Region pointing data
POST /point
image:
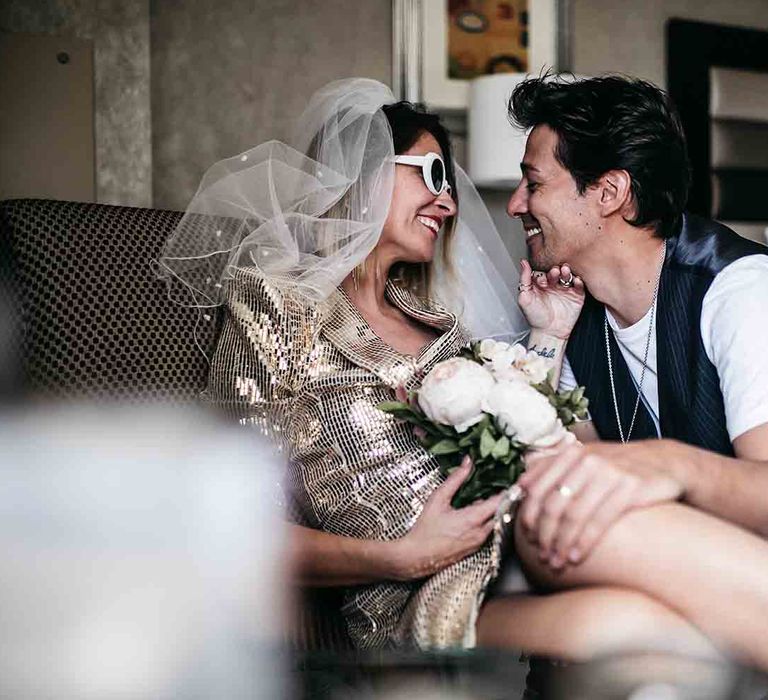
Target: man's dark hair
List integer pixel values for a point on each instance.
(613, 123)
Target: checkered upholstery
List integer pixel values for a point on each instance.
(96, 323)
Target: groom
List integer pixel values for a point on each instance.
(672, 339)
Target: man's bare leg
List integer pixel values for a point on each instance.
(709, 571)
(580, 624)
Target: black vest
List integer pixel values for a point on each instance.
(690, 401)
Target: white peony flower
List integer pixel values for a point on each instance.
(452, 393)
(513, 362)
(524, 414)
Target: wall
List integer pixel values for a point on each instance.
(120, 34)
(227, 76)
(627, 36)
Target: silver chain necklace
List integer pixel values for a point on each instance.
(645, 355)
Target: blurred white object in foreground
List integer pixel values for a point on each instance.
(140, 557)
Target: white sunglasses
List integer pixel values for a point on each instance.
(432, 170)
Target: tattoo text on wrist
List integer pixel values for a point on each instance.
(547, 353)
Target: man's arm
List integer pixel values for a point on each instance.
(575, 496)
(732, 488)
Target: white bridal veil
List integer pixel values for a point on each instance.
(306, 214)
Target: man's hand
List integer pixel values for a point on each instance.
(549, 306)
(575, 495)
(443, 534)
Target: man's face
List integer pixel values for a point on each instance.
(558, 221)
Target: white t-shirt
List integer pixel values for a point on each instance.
(734, 330)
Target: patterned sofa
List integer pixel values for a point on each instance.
(96, 324)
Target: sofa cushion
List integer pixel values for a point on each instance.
(95, 320)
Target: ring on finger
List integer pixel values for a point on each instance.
(566, 282)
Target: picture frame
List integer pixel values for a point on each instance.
(420, 49)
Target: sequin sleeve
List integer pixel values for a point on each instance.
(259, 365)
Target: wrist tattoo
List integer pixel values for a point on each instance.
(546, 353)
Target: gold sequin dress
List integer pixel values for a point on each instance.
(313, 374)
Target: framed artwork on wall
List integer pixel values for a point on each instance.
(440, 45)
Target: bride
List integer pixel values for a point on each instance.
(349, 264)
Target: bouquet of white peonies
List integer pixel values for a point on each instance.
(495, 403)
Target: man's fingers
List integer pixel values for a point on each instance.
(585, 504)
(553, 275)
(617, 503)
(557, 505)
(526, 273)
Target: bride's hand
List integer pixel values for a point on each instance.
(549, 306)
(443, 534)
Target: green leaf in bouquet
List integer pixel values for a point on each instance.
(448, 463)
(487, 442)
(501, 448)
(445, 447)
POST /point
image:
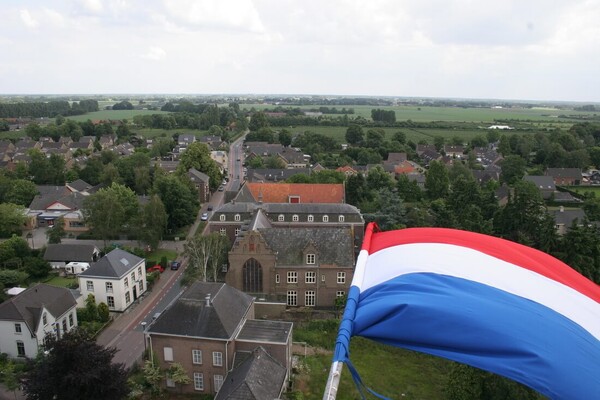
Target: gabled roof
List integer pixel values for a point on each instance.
(115, 264)
(79, 185)
(258, 377)
(70, 252)
(190, 315)
(289, 244)
(307, 192)
(28, 305)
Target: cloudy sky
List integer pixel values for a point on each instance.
(505, 49)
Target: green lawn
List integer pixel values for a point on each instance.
(114, 115)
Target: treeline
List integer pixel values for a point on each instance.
(49, 109)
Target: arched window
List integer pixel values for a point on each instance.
(252, 276)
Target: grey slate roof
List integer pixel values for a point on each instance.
(115, 264)
(27, 306)
(70, 252)
(189, 315)
(258, 377)
(334, 245)
(266, 331)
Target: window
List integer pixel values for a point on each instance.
(292, 277)
(218, 382)
(20, 348)
(168, 353)
(309, 298)
(217, 358)
(292, 298)
(197, 356)
(198, 381)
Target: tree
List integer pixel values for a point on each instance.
(197, 155)
(56, 232)
(513, 169)
(12, 219)
(199, 250)
(179, 199)
(75, 368)
(285, 137)
(109, 211)
(437, 181)
(354, 134)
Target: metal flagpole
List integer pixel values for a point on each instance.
(333, 380)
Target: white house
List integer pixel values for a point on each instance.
(117, 279)
(26, 319)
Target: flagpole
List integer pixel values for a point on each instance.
(342, 345)
(333, 380)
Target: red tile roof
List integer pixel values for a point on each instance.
(307, 192)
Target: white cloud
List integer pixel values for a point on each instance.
(154, 53)
(27, 19)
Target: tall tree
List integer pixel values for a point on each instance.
(75, 368)
(437, 181)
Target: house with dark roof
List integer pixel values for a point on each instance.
(29, 317)
(210, 329)
(201, 182)
(60, 254)
(117, 279)
(250, 375)
(565, 176)
(544, 183)
(309, 267)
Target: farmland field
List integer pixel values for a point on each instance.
(114, 115)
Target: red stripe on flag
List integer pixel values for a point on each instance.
(514, 253)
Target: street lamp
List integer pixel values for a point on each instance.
(144, 332)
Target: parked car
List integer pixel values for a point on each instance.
(155, 268)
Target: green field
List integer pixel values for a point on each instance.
(415, 135)
(114, 115)
(457, 114)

**AIM OF THE TASK:** Look above for the line with "Target: green leaf in bouquet", then print it and each line after it down to and including the line with "Target: window". Leave out the pictures and keep the wording exact.

**RESPONSE:**
Target: green leaf in bouquet
List integer pixel values for a point on each instance.
(448, 463)
(487, 442)
(501, 448)
(445, 447)
POST /point
image:
Target: gabled roof
List integer pixel values for a point on each instance.
(115, 264)
(79, 185)
(258, 377)
(70, 252)
(190, 315)
(289, 244)
(307, 192)
(28, 305)
Target: cloudy sky
List integer pixel values for a point on each instance.
(505, 49)
Target: green lawn
List integer pixel values for a point on each instance.
(114, 115)
Target: treeline
List integer pixel values for a point on each instance.
(49, 109)
Target: arched window
List integer pixel values for a point on each instance.
(252, 276)
Target: grey slate roof
List integer pixel values for a point on each instance.
(115, 264)
(27, 306)
(70, 252)
(189, 315)
(258, 377)
(334, 245)
(266, 331)
Target: window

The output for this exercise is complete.